> _Sección de texto_:
•••••

La
mayoría de las personas con las que me relaciono están por encima de los sesenta.
Probablemente es un umbral que señala cuando la gente desaparecemos sin grandes
alharacas, casi natural, explicablemente. Morir a los treinta o a los cuarenta
suscita el rencor contra el destino, pero morir a los sesenta apenas despierta
una leve piedad; hasta algunos llegan a pensar que, por una u otra causa, estábamos mereciendo que nos
sucediese. A esta edad hemos dejado de ser objeto de cualquier deseo, apenas
interesamos a otra gente que no sean los bancos y los agentes de seguros –especialmente
de decesos- que quieren engañarnos aparentando que nos protegen de una amenaza
auténtica, de la que no nos va a librar absolutamente nadie. Porque lo que fundamentalmente
anhelamos a estas alturas de la vida es la inmovilidad del tiempo que,
paradójicamente, es la peor antagonista de las exigencias del mercado, de lo
que prima, de lo que marcan las tendencias, que no conocen otras inercias que no
sean temporadas, modas, estilos… reinvención permanente.

•••••

> _Datos proporcionados_:
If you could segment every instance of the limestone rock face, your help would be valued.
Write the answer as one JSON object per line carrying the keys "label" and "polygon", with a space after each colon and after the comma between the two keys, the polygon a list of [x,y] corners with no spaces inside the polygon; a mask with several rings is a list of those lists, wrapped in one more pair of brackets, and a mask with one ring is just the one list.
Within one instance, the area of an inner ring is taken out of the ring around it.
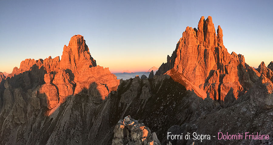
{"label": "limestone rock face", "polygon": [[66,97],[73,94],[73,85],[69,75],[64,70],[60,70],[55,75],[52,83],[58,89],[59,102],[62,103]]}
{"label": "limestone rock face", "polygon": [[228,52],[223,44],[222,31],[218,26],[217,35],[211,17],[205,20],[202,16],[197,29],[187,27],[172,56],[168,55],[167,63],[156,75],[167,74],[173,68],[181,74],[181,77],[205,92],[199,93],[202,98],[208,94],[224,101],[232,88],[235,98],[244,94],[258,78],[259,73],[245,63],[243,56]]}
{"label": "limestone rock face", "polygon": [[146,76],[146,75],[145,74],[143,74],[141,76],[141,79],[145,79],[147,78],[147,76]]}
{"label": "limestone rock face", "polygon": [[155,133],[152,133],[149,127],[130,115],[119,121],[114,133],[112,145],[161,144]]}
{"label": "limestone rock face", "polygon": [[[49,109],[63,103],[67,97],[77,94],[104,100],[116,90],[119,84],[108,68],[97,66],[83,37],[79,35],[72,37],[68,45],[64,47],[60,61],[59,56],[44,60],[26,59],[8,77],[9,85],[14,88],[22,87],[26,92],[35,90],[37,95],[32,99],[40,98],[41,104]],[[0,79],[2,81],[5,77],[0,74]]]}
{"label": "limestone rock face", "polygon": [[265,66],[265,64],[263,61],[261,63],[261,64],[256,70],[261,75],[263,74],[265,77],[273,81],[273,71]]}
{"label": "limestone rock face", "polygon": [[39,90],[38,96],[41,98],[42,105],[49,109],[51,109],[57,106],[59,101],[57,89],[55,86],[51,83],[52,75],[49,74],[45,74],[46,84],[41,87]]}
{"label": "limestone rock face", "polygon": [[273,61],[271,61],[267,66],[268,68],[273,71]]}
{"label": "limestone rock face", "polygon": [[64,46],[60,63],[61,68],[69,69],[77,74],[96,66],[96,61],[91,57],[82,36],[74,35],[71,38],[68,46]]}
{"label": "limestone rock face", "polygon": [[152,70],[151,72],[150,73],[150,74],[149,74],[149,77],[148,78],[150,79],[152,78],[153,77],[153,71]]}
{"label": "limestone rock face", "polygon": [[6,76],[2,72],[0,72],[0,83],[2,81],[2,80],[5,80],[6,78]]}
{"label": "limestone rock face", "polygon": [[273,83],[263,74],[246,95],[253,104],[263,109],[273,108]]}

•••••

> _Pruébalo_: Reproduce completa y sin cambios la sección de texto sobre la edad de sesenta años. Las líneas no tienen relación con la sección de texto.

> _Salida de la tarea_:
La
mayoría de las personas con las que me relaciono están por encima de los sesenta.
Probablemente es un umbral que señala cuando la gente desaparecemos sin grandes
alharacas, casi natural, explicablemente. Morir a los treinta o a los cuarenta
suscita el rencor contra el destino, pero morir a los sesenta apenas despierta
una leve piedad; hasta algunos llegan a pensar que, por una u otra causa, estábamos mereciendo que nos
sucediese. A esta edad hemos dejado de ser objeto de cualquier deseo, apenas
interesamos a otra gente que no sean los bancos y los agentes de seguros –especialmente
de decesos- que quieren engañarnos aparentando que nos protegen de una amenaza
auténtica, de la que no nos va a librar absolutamente nadie. Porque lo que fundamentalmente
anhelamos a estas alturas de la vida es la inmovilidad del tiempo que,
paradójicamente, es la peor antagonista de las exigencias del mercado, de lo
que prima, de lo que marcan las tendencias, que no conocen otras inercias que no
sean temporadas, modas, estilos… reinvención permanente.